Instructions to follow:
Copy the lines below word for word, skipping any image.

┌────────

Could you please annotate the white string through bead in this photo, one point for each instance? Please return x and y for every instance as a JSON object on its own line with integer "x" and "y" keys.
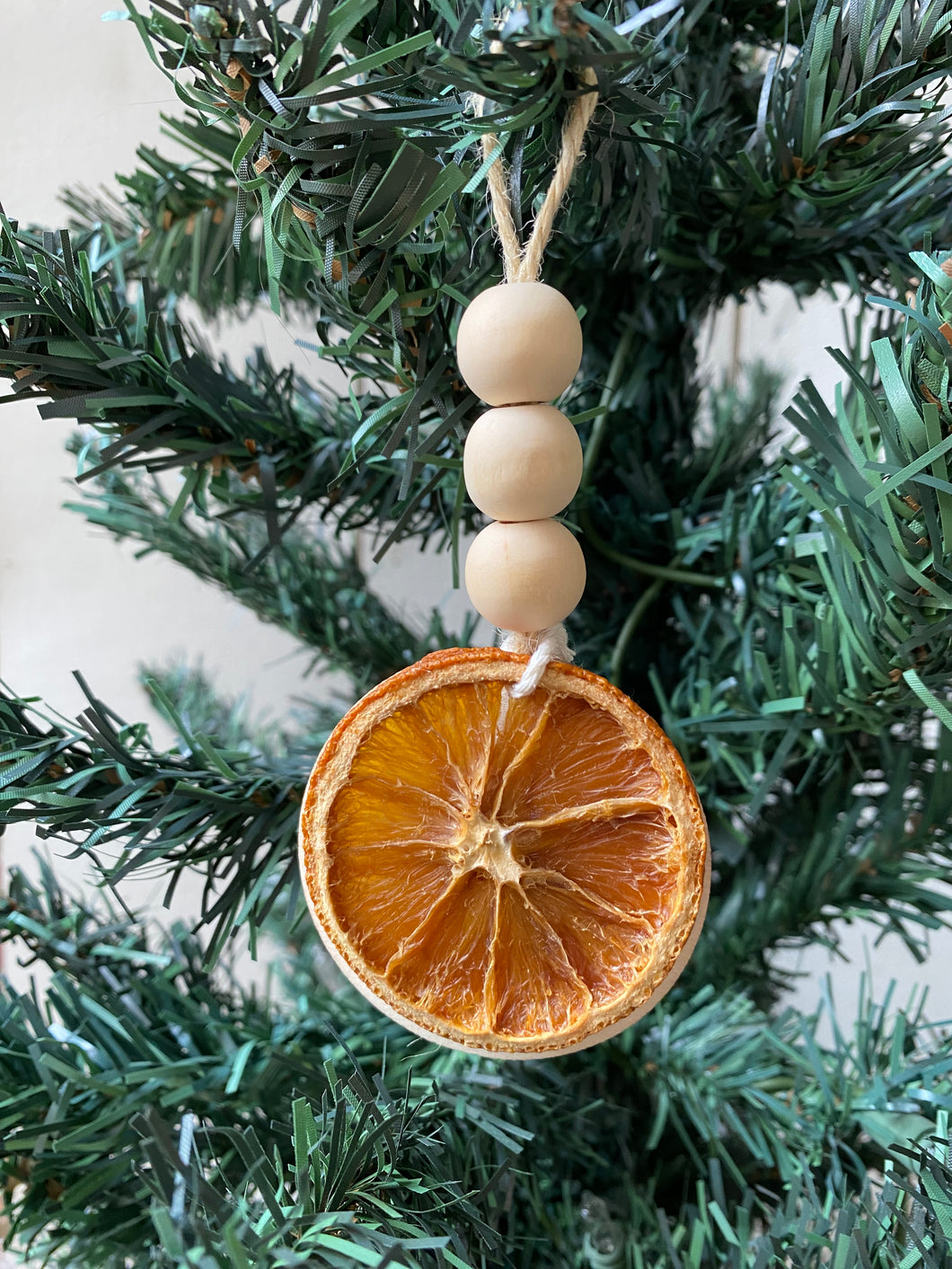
{"x": 524, "y": 264}
{"x": 542, "y": 648}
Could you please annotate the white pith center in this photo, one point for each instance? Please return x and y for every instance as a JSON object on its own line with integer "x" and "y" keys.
{"x": 485, "y": 844}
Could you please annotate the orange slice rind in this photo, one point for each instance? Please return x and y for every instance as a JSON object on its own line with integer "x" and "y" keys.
{"x": 513, "y": 876}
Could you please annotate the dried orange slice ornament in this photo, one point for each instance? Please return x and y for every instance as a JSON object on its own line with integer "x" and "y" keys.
{"x": 516, "y": 876}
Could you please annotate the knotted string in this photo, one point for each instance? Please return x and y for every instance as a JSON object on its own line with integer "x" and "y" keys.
{"x": 542, "y": 648}
{"x": 524, "y": 264}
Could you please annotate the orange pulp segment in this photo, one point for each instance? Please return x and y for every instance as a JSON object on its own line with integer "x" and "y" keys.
{"x": 516, "y": 876}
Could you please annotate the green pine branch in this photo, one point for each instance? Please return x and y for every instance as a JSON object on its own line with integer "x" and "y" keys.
{"x": 101, "y": 786}
{"x": 311, "y": 587}
{"x": 138, "y": 1044}
{"x": 138, "y": 1041}
{"x": 175, "y": 221}
{"x": 74, "y": 331}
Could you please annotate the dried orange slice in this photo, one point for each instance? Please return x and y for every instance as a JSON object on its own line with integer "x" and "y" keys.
{"x": 515, "y": 876}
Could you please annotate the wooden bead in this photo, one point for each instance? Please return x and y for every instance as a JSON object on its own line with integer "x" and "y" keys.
{"x": 522, "y": 463}
{"x": 524, "y": 577}
{"x": 519, "y": 341}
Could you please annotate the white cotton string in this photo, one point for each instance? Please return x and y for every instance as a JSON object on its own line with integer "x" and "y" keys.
{"x": 542, "y": 648}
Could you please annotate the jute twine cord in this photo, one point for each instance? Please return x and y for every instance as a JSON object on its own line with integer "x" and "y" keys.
{"x": 524, "y": 264}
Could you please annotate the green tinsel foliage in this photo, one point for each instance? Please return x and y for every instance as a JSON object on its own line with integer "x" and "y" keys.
{"x": 712, "y": 166}
{"x": 147, "y": 1105}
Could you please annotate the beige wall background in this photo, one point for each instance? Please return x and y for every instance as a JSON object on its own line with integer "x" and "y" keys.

└────────

Solved exercise:
Could you please annotate the white string through bead in this photo, one point for each instance? Please return x and y for every instance as a JSON object on its own line with integer "x" and "y" keys.
{"x": 524, "y": 264}
{"x": 542, "y": 648}
Could you please annotate the white pith center in this photo, one point for each instance? Please return x and y for every instance as a JSON object on its own line with integer "x" and "y" keys.
{"x": 485, "y": 844}
Could you please annotate the orange slice rind in this photo, one point for each instance? Please return x and y for every instance as a JSON object on its own line with integer "x" and "y" keys.
{"x": 513, "y": 876}
Could you please annotate the dried orange slice ornament in this photo, one point for each instance? Please return x and y for every instance as a JSON object on its own line with integer "x" and "y" keys.
{"x": 516, "y": 876}
Could you please annotate the knotted string in this photo, one point for each instance? Please return x and y for every instance as a JSON object on its own line with integer "x" and "y" keys.
{"x": 542, "y": 648}
{"x": 524, "y": 264}
Could you please annotate the orange pulp segment in this photo, one point for each instance? Please return x and y for every instance as a JSON object on its own line with integer "x" and "y" keys.
{"x": 516, "y": 876}
Could you please annotate the green pine branch in this photo, one point for each instance? Please return x and y for every instance as a JSON object on its own line with integer "x" and "y" keys.
{"x": 101, "y": 786}
{"x": 311, "y": 587}
{"x": 138, "y": 1044}
{"x": 138, "y": 1041}
{"x": 175, "y": 221}
{"x": 74, "y": 331}
Could you please annotate the dried orange slice in this photo, one point for each instance? Please return x and y for every instance as a JSON object on its own line with integer "x" and "y" keys.
{"x": 515, "y": 876}
Could you please annotate the wooden bead in this photo, one point for each instance? Please return x and y for every instance as a JSON object on its own line with integer "x" and "y" keys.
{"x": 522, "y": 463}
{"x": 524, "y": 577}
{"x": 519, "y": 341}
Could you please annotate the white cotton string in this photo, one point for each instance? Please return x and y for every instance as a JSON object on its own line with integer "x" and "y" keys.
{"x": 542, "y": 648}
Could you please annotate the jute twine cord in this photo, one point for each instance? Please return x and y for every instance as a JSON object on its own line with integer "x" and "y" keys.
{"x": 524, "y": 264}
Could you please annotate the green tinsel foliage in this photo, one point for each instance? Please return x and y for every instance as a JSON object on its own line with integer "x" and "y" keys.
{"x": 712, "y": 166}
{"x": 147, "y": 1105}
Could you please annotate the beige wall background in this photo, one point for each instance? Please return x and y for every instance as a JSON object on its own line with integer "x" and "y" keys.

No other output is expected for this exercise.